═════ Source material

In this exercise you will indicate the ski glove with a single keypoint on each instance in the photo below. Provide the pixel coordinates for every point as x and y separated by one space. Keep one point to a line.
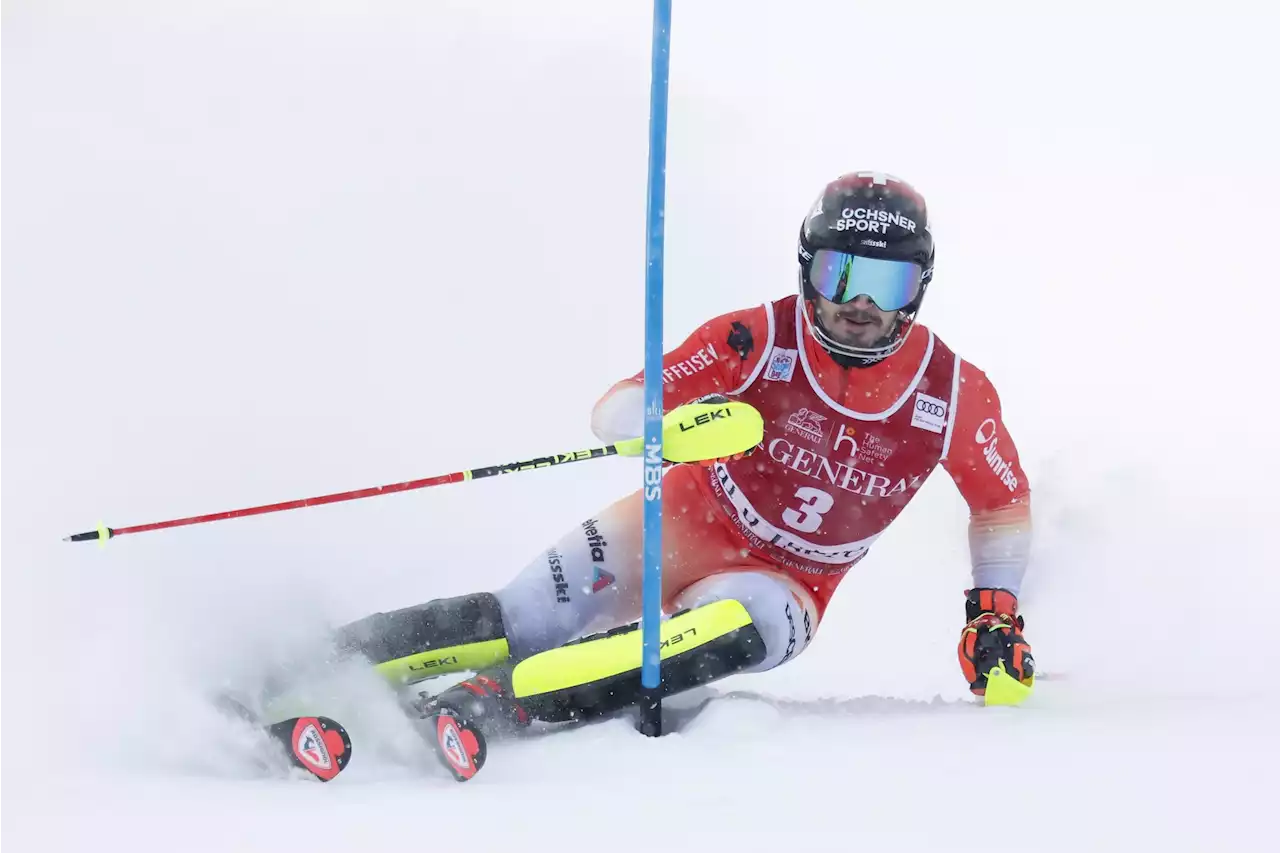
709 463
993 634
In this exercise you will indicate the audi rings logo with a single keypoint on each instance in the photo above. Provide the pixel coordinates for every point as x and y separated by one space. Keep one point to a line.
929 413
931 407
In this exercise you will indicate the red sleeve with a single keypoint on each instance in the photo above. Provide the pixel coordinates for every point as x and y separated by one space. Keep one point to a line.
983 463
717 357
982 457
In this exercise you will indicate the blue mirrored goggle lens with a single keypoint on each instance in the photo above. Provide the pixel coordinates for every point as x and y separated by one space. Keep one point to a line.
840 277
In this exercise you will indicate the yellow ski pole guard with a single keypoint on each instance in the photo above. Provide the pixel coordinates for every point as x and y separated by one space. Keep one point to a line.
1004 689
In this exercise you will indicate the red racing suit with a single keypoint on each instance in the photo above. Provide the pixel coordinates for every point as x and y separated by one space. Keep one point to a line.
845 448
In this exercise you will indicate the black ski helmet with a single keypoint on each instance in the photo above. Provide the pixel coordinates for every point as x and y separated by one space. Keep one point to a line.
871 215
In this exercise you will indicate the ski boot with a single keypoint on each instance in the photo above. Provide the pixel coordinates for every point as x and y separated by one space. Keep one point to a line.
461 716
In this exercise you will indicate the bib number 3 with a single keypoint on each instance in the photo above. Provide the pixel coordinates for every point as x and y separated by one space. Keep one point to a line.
807 518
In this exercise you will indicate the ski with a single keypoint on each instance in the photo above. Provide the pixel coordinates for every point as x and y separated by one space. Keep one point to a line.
318 744
457 742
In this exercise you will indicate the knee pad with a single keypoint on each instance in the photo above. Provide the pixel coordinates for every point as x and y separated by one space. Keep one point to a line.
600 674
439 637
781 610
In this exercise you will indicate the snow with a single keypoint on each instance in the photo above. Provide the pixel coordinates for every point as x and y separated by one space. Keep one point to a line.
251 254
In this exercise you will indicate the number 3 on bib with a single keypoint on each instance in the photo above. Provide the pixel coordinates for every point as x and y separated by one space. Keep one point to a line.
808 516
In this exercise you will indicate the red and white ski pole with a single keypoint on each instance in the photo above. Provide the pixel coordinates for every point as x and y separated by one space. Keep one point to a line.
690 433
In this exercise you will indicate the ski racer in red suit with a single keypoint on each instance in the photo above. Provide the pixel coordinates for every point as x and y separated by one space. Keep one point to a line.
860 404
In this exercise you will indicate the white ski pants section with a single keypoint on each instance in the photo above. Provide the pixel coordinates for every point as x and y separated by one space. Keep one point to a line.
590 580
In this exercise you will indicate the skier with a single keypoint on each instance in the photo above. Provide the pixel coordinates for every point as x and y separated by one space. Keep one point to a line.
860 402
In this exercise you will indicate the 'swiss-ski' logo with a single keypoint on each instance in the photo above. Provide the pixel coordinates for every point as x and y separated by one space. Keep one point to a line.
807 424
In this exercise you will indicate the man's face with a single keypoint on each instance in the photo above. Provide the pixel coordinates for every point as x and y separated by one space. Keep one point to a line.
855 324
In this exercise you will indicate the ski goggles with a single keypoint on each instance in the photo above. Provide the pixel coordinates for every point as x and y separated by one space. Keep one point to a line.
840 277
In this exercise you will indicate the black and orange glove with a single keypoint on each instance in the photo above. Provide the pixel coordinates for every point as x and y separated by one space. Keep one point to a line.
993 633
709 463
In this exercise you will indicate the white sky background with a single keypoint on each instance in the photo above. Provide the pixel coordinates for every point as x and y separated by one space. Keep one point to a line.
252 254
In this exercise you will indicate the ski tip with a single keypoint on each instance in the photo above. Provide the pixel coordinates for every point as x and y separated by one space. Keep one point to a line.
318 744
458 744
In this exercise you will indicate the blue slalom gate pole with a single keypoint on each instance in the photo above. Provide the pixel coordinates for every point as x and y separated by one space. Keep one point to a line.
650 670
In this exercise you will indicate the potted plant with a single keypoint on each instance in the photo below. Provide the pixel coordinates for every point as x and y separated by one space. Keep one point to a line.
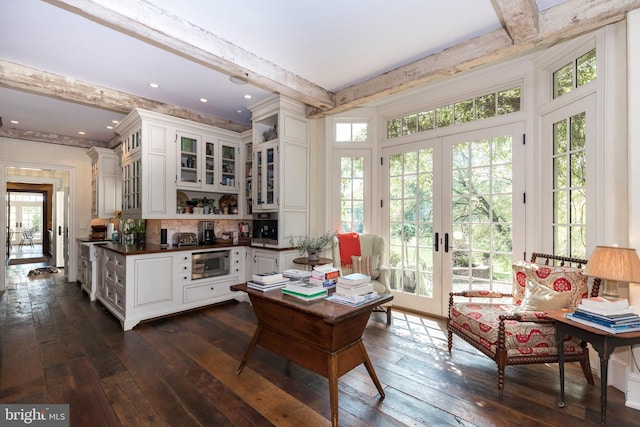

══════════

Exercise details: Pictures do not belong in your copy; restate word for word the lines from the one containing "In this exercise you will indicate the white sky" through the last line of the records above.

Reply:
In this exercise you will indicate the white sky background with a single keypoint on each instance in the photo above. Provide the pixel coordinates for every point as x and y separated by one space. Keep one point to a line.
252 254
In this exercise you will indicate the ski tip with a single keypoint on each instance in the photo above. Provide the pixel coordinates for every point as x and y separated by one space. Keep one point to a line.
318 744
458 744
In this exercise you will indicate the blue slalom gate pole with a single keypoint on each instance in the photo above. Provide the pixel coordinates for every point as x and y separated by one space. Keep one point to a line.
650 670
In this exercise you will indicate the potted plant with a single keypoint on each instance in the photo below. Provide the pixel coordinates for every point as x and y separated by one space. Keep one point to a line.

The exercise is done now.